- _Location identification items_
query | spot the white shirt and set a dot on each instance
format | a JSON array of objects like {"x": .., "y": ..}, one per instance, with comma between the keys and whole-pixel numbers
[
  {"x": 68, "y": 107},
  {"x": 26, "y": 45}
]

- _Work instructions_
Please extract every line of the items above and reproduce each one unchanged.

- _Written solution_
query | spot the white shirt and set a dot on each instance
format | a JSON array of objects like {"x": .., "y": ..}, one per instance, with comma between the keys and whole-pixel numbers
[
  {"x": 68, "y": 107},
  {"x": 26, "y": 45}
]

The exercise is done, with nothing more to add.